Running is an effective cardiovascular exercise, but it can be difficult to stick to if you are suffering from an injury such as shin splits, knee meniscus damage or foot pain. Because there are many factors that can cause pain across the top of your foot after running, you may need to see a physician to determine if you have a serious issue. And there are several strategies that you can try if your pain is not severe.
RICE Your Foot
A do-it-yourself strategy, R-I-C-E stands for rest, ice, compression and elevation and is a commonly prescribed protocol for orthopedic injuries. If you are experiencing pain across the top of your foot when running, then you need to rest for a few days up to a few months until you are able to run without pain. Consider walking or cycling or any other exercise that does not stimulate your pain. Use ice for the first 24 hours after an injury along with elevation to help reduce swelling. You may also benefit from a compression wrap bandage but should receive instruction from a health care professional on the proper technique for wrapping your ankle to prevent any unwanted side effects.

▬▬▬

ACTIVITY A
List the four components of the protocol that the passage on foot pain after running abbreviates as R-I-C-E.
ACTIVITY B
Resume the passage on foot pain after running, picking up right after its final sentence.
These entries were drawn from a separate source.

[Stored data entries]
▬▬▬

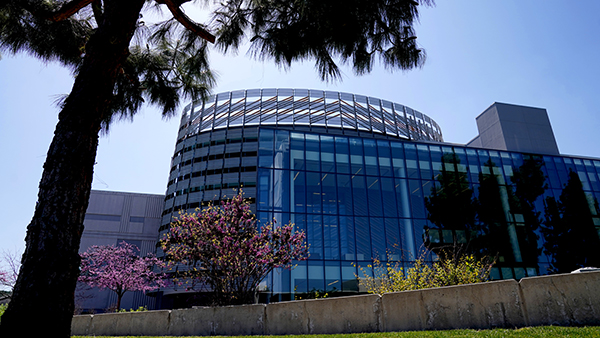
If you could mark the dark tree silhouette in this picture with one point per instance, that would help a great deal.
(115, 74)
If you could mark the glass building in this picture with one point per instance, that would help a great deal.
(366, 178)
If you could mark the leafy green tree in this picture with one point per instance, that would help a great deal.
(115, 74)
(453, 268)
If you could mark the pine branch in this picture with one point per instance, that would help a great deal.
(178, 14)
(65, 11)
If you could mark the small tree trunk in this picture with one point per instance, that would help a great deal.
(43, 297)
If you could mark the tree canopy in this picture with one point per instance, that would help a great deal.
(120, 269)
(223, 248)
(120, 62)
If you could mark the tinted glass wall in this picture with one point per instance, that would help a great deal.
(361, 198)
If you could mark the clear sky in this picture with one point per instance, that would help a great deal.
(541, 53)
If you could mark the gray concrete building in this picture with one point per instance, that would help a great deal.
(511, 127)
(111, 218)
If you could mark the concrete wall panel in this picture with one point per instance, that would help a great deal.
(82, 325)
(568, 299)
(344, 315)
(287, 318)
(222, 321)
(403, 311)
(484, 305)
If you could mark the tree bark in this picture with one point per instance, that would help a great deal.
(43, 298)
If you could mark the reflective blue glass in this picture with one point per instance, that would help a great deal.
(314, 236)
(329, 195)
(416, 199)
(359, 195)
(327, 154)
(313, 192)
(388, 195)
(264, 193)
(344, 190)
(316, 278)
(331, 238)
(371, 159)
(298, 191)
(347, 242)
(378, 238)
(333, 277)
(265, 148)
(282, 149)
(281, 186)
(356, 156)
(342, 155)
(363, 238)
(374, 196)
(398, 164)
(349, 272)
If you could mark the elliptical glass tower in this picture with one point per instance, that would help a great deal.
(367, 178)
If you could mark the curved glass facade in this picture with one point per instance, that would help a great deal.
(362, 195)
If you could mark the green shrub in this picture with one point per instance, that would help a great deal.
(140, 309)
(462, 269)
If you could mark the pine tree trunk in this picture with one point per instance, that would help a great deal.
(43, 298)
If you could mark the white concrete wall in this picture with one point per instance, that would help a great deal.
(569, 299)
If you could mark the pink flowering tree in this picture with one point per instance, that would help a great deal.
(221, 247)
(120, 269)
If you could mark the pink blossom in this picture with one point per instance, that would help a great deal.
(120, 269)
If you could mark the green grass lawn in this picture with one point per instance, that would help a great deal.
(542, 331)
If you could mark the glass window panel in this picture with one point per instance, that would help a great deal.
(344, 195)
(408, 241)
(374, 196)
(312, 160)
(298, 191)
(389, 197)
(331, 238)
(264, 192)
(416, 199)
(297, 159)
(412, 168)
(363, 238)
(281, 186)
(342, 157)
(349, 281)
(342, 163)
(299, 278)
(426, 172)
(327, 154)
(359, 194)
(327, 163)
(313, 192)
(347, 244)
(265, 148)
(356, 164)
(399, 168)
(314, 236)
(385, 166)
(333, 278)
(282, 152)
(403, 198)
(329, 198)
(378, 238)
(392, 237)
(371, 165)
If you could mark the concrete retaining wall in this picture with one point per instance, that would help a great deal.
(570, 299)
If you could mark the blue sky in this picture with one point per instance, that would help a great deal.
(541, 53)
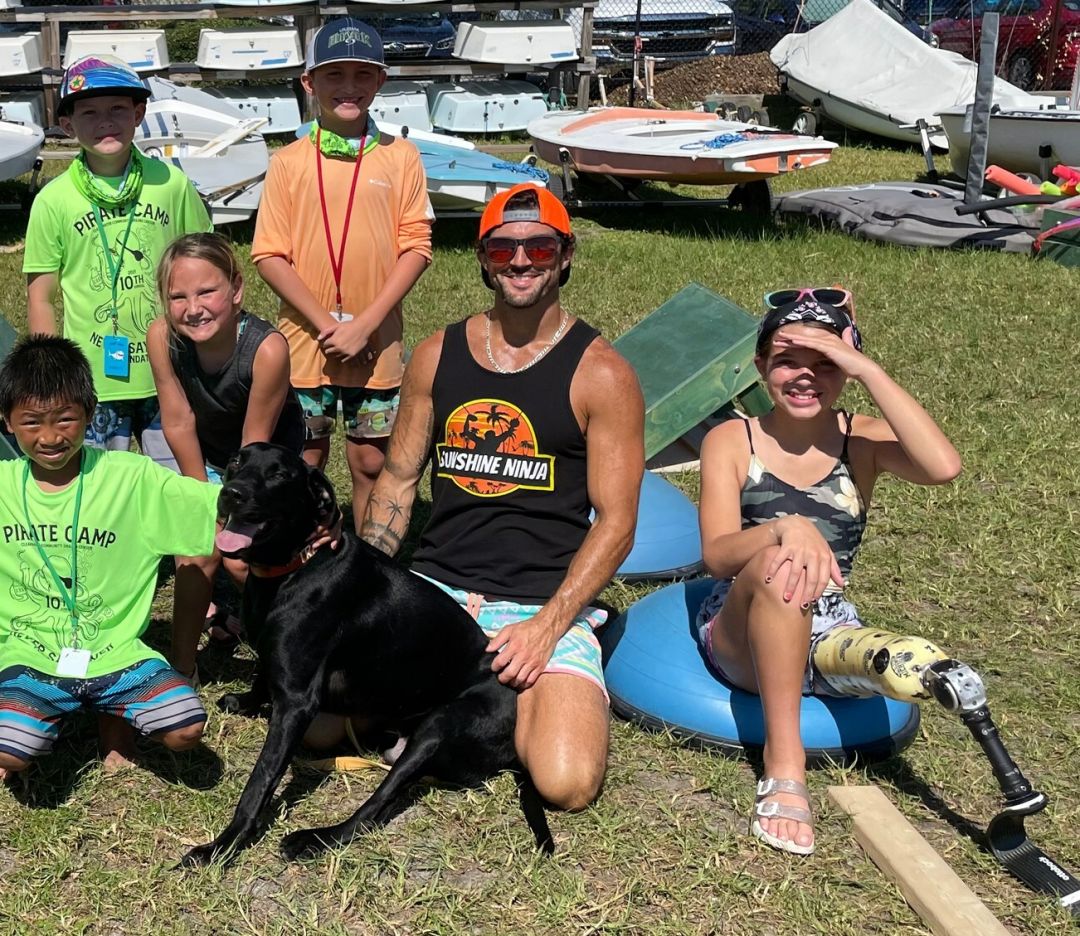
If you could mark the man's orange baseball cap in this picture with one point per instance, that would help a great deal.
(542, 207)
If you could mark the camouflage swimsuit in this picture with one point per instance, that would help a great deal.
(835, 506)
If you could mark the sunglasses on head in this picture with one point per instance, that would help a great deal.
(829, 295)
(539, 249)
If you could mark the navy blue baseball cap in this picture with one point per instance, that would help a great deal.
(94, 76)
(345, 40)
(808, 312)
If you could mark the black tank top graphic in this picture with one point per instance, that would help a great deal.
(510, 501)
(219, 401)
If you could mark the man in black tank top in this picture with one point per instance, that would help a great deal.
(529, 419)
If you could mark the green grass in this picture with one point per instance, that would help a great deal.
(988, 567)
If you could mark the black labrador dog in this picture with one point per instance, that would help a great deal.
(353, 633)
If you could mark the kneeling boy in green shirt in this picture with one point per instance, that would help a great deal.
(81, 533)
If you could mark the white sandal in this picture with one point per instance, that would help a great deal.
(768, 787)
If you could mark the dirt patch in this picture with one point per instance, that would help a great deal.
(723, 73)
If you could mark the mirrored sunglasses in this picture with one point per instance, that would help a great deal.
(540, 249)
(829, 295)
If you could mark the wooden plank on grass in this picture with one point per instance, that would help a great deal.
(946, 905)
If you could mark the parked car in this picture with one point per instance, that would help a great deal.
(1024, 39)
(415, 35)
(926, 12)
(672, 30)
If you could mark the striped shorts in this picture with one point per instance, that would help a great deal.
(578, 651)
(151, 695)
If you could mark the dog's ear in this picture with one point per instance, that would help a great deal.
(322, 493)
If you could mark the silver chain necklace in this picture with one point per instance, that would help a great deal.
(536, 357)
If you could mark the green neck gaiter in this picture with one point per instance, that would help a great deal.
(332, 145)
(94, 190)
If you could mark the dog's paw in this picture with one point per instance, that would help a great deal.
(304, 844)
(241, 703)
(229, 703)
(200, 856)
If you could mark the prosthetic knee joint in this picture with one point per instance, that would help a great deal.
(864, 661)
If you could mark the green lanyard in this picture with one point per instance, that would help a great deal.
(69, 598)
(115, 265)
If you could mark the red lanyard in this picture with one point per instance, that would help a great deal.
(336, 263)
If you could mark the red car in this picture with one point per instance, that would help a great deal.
(1024, 39)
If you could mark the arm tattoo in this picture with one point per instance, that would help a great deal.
(382, 538)
(387, 532)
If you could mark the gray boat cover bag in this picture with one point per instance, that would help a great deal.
(912, 214)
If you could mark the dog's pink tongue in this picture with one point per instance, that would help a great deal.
(232, 542)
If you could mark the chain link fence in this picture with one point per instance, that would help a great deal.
(1037, 49)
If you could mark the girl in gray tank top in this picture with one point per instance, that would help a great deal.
(783, 509)
(223, 380)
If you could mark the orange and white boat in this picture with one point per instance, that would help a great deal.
(673, 146)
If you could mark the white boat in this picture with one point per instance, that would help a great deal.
(673, 146)
(248, 50)
(25, 107)
(21, 54)
(220, 150)
(461, 177)
(19, 145)
(277, 104)
(530, 42)
(1015, 138)
(493, 106)
(144, 50)
(864, 70)
(403, 103)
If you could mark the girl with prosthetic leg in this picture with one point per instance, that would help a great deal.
(783, 509)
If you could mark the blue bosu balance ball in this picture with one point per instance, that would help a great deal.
(658, 678)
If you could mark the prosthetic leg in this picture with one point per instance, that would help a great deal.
(863, 661)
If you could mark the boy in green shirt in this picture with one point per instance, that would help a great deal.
(81, 533)
(97, 231)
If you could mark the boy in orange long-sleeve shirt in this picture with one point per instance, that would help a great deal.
(343, 232)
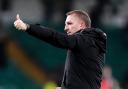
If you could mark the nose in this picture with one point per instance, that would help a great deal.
(66, 28)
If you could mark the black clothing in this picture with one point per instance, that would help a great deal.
(85, 56)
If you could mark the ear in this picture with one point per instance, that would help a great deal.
(82, 25)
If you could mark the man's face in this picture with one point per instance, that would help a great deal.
(73, 24)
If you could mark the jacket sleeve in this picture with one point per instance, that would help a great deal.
(52, 37)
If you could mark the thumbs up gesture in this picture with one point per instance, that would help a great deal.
(19, 24)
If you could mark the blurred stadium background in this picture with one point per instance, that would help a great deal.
(28, 63)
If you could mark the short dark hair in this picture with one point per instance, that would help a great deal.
(82, 15)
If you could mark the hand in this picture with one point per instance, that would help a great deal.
(19, 24)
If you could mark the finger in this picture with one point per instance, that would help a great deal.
(17, 17)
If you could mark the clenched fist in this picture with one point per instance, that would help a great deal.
(19, 24)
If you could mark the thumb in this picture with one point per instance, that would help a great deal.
(17, 17)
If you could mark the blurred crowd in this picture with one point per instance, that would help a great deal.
(104, 13)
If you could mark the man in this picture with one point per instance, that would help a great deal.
(86, 48)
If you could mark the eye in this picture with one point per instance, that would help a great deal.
(69, 23)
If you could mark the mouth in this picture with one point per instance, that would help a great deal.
(68, 33)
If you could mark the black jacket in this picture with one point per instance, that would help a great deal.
(85, 56)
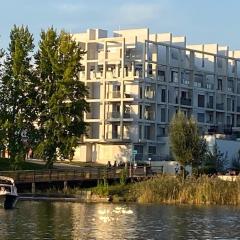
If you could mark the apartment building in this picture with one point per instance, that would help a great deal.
(137, 81)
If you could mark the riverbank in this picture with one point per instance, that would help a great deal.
(162, 189)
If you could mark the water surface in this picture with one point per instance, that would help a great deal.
(65, 220)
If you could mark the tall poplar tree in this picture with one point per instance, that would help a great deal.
(60, 96)
(17, 91)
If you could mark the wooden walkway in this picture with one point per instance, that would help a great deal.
(80, 174)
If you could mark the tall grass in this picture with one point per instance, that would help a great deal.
(202, 190)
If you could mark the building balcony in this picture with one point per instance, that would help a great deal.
(209, 105)
(115, 94)
(113, 115)
(149, 115)
(186, 101)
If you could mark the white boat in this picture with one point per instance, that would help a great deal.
(8, 192)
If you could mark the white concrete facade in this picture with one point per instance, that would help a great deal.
(138, 80)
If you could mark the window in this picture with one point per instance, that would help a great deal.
(210, 102)
(163, 115)
(147, 132)
(200, 100)
(163, 95)
(200, 117)
(219, 87)
(174, 76)
(152, 150)
(140, 131)
(161, 75)
(140, 111)
(161, 132)
(140, 92)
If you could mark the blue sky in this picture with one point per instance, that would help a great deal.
(202, 21)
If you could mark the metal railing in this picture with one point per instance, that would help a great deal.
(84, 173)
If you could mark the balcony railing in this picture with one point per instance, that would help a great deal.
(116, 94)
(186, 101)
(220, 106)
(113, 115)
(209, 105)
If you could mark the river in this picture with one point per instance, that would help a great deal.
(67, 220)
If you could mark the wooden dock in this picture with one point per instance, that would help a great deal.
(80, 174)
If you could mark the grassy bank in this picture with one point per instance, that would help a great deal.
(202, 190)
(166, 189)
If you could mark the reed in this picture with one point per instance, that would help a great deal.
(202, 190)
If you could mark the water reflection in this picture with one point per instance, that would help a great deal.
(62, 220)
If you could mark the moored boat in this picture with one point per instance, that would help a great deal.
(8, 192)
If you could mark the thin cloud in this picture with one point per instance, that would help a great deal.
(70, 7)
(138, 13)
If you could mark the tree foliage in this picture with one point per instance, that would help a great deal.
(16, 93)
(60, 95)
(187, 145)
(42, 99)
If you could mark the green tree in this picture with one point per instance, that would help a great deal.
(16, 93)
(60, 96)
(188, 147)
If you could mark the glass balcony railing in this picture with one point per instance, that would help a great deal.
(186, 101)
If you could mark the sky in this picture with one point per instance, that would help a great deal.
(201, 21)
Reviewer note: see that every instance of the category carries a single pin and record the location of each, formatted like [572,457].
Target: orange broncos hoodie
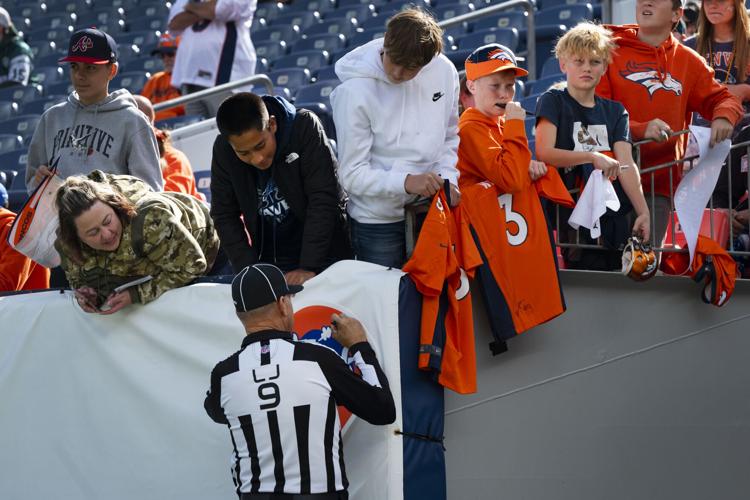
[17,272]
[668,82]
[492,150]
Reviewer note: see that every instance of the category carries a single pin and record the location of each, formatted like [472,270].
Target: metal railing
[261,79]
[530,30]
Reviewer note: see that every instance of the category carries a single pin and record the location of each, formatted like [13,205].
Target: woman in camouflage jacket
[114,229]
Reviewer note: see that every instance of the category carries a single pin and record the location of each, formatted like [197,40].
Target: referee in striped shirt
[278,396]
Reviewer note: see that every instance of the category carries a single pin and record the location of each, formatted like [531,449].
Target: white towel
[598,195]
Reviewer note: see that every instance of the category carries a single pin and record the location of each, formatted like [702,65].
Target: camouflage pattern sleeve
[172,248]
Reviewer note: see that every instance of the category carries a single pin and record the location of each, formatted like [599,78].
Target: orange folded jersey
[443,260]
[518,276]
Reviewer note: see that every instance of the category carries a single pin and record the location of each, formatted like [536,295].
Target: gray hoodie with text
[111,135]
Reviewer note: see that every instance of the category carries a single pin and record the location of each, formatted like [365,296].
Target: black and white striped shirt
[279,397]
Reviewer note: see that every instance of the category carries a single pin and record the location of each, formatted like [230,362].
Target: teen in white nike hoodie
[388,130]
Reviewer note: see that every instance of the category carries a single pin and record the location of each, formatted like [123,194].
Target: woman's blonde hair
[741,48]
[586,39]
[77,195]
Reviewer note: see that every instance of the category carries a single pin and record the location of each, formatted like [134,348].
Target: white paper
[695,189]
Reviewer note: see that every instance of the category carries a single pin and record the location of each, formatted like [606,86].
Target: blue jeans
[383,244]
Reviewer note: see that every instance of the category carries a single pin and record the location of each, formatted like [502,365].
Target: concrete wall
[639,391]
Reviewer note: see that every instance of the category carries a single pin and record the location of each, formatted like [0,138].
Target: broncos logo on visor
[646,75]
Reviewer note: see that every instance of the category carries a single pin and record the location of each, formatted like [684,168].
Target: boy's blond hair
[588,40]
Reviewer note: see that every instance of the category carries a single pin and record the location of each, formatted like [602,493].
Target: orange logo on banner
[314,323]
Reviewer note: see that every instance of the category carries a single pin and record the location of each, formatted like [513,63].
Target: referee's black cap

▬▬▬

RESPONSE BOX A
Rest, ice, compression, elevation

RESPONSE BOX B
When To See Your Doc
Any moderate to severe pain that limits your ability to walk may indicate a severe injury such as a fracture or tendon tear. See a physician immediately if you are experiencing these symptoms, especially if they persist even after you stop running. Your physician may recommend that you are splinted, casted, keep your weight off the injury or have surgery.
Your ankle extensors move from the top of your foot up through the front of your lower leg and can be agitated when you are running. If you have pain across the top of your foot when you curl your toes, you may have extensor tendonitis. Examine your running shoes to make sure they are supportive and designed for running. Also, take care to ensure that your shoes are not laced too tightly as this can cause inflammation across the tendons and result in tendonitis.
Stress fractures can happen when you run, especially if you are overweight, as your increased body mass places increased strain on your bones when you run. However, these fractures can happen to any runner, even if you have years of experience without a history of a stress fracture. If you experience pain repeatedly in the same place on your foot and the pain is exacerbated by running, you may have a stress fracture. Prolonged rest is the most important component of healing and you may need to refrain from running for several weeks to several months to recover.